Prompt:
The entries below must be returned exactly as they stand.

Dataset records:

- - -

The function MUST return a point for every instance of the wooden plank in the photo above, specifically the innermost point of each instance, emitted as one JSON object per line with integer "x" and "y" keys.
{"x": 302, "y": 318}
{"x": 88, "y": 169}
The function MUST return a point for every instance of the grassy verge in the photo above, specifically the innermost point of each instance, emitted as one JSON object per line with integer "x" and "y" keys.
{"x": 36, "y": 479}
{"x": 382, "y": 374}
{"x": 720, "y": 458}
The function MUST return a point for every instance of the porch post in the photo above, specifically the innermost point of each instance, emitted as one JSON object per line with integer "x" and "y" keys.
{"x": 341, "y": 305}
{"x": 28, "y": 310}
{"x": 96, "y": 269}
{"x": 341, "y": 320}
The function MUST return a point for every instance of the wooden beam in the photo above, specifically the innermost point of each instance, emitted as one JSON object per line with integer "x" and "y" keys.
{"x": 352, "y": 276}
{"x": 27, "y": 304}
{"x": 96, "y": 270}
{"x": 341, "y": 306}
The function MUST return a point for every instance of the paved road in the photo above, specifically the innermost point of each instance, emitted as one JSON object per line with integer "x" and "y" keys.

- - -

Expected answer:
The function MUST return a point for every instance of the wooden plank in the photo above, specifically the innermost point of each instance, emitted as one JSON object per line with integer "x" and "y" keys.
{"x": 302, "y": 318}
{"x": 88, "y": 169}
The function MUST return a point for every instance of the grassy verge in the photo above, specifically the innermost point of each instance, emitted as one JSON object per line with integer "x" and "y" keys.
{"x": 36, "y": 479}
{"x": 382, "y": 374}
{"x": 720, "y": 458}
The function MUST return a point for every instance of the porch post in the photo above, specifically the innermost point of each instance, emitted as one JSON object per line with integer "x" and "y" keys.
{"x": 341, "y": 305}
{"x": 28, "y": 310}
{"x": 96, "y": 269}
{"x": 341, "y": 320}
The function MUST return a point for every instance of the wooden beam in the photo above, specifically the innermost point of each instance, emitted as one JSON object per line with integer "x" and "y" keys.
{"x": 352, "y": 276}
{"x": 27, "y": 304}
{"x": 96, "y": 270}
{"x": 341, "y": 306}
The function MUST return a point for every instance of the paved road in the photo above, specifically the innermost point of each instance, emitted as one JSON object per line with integer "x" and "y" keys.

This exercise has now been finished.